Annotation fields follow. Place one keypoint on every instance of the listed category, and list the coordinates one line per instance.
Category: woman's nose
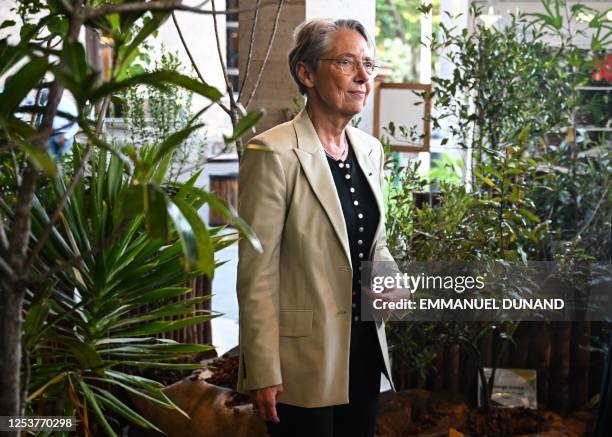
(361, 75)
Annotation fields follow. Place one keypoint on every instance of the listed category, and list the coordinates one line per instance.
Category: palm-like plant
(96, 319)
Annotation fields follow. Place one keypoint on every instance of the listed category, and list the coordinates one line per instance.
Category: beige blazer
(295, 297)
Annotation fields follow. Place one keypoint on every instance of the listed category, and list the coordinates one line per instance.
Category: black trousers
(355, 419)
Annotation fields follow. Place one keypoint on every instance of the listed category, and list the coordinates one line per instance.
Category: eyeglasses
(350, 65)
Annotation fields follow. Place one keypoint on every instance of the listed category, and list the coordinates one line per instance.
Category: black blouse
(361, 215)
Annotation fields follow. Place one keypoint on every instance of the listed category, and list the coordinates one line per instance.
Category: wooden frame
(378, 87)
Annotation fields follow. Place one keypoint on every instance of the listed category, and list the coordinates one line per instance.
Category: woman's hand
(264, 401)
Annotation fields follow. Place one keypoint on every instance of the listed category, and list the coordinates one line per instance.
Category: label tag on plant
(511, 388)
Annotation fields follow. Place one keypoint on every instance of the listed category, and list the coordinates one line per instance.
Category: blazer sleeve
(262, 204)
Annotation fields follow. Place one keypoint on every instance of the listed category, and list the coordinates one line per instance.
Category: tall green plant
(48, 54)
(92, 322)
(152, 113)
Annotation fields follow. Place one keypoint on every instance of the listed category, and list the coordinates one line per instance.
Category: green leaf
(195, 237)
(91, 400)
(122, 409)
(157, 79)
(156, 215)
(131, 202)
(41, 159)
(148, 28)
(20, 84)
(530, 215)
(226, 212)
(246, 123)
(174, 140)
(7, 23)
(73, 55)
(85, 354)
(165, 326)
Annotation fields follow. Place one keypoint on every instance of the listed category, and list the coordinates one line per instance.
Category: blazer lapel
(312, 158)
(363, 152)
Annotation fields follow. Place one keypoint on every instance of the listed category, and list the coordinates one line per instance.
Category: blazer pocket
(295, 323)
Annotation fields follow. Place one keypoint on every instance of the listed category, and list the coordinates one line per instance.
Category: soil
(224, 373)
(418, 412)
(423, 413)
(504, 422)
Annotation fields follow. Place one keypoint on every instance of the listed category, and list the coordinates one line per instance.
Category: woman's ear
(305, 76)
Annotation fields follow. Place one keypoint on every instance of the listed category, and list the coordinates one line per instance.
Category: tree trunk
(11, 306)
(580, 361)
(560, 366)
(451, 377)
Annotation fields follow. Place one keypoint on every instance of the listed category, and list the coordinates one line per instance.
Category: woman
(310, 364)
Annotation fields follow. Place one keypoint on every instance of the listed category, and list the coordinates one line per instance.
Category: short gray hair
(311, 40)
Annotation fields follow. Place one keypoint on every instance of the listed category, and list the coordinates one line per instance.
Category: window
(231, 45)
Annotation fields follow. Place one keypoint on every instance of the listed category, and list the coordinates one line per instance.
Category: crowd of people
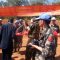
(42, 33)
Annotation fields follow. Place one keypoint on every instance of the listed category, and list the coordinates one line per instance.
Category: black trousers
(7, 53)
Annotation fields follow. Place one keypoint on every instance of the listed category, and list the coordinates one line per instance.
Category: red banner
(27, 10)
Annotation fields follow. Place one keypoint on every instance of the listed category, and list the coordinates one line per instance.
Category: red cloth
(55, 33)
(18, 34)
(50, 38)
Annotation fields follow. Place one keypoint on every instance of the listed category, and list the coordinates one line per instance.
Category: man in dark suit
(7, 40)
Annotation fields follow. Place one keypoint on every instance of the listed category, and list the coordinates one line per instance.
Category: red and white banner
(28, 10)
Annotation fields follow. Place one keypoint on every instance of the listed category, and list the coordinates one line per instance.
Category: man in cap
(0, 29)
(33, 34)
(7, 40)
(44, 43)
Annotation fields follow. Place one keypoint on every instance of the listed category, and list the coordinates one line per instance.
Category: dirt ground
(21, 54)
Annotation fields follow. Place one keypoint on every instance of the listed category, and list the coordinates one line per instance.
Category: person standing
(0, 29)
(33, 34)
(44, 46)
(7, 40)
(56, 31)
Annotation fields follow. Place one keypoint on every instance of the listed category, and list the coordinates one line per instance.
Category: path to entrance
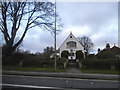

PROBLEM REQUIREMENTS:
Show each line from the rows above that includes the word "banner".

FINISHED ANSWER:
Category: red banner
Category: red and white banner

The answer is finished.